§ Task prompt: Write out every line of the entries below in full, and shift each x, y point in the answers by adding 124 to both numbers. Leave the pictures out of your answer.

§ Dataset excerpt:
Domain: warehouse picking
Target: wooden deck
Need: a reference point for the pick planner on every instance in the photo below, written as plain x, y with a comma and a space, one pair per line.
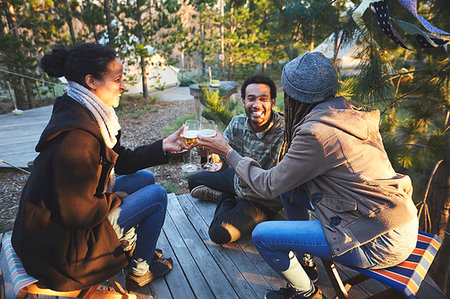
203, 269
19, 135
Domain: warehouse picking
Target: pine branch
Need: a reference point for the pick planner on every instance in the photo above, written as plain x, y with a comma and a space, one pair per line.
415, 89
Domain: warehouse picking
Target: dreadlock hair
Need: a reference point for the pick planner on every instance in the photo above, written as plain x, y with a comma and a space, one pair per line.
294, 114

§ Full response:
Domain: warehouse picking
Target: wooden deck
Need: a reference point for the pick planner on every instance in the photo below, written as plain x, y with a comma and a space, one pair per line.
327, 393
143, 259
Domain: warehouse picking
Target: pine branch
Need: a reference point for the pick planner on every instance in the photo above, written as plain x, y with a comma and a space, one pair per line.
539, 213
Domain: warehouse picking
Target: dreadlock hair
Need: a reference point for the pick planner on every instance in the photo above, written as plain x, y with a comma and a space, one pair per line.
418, 238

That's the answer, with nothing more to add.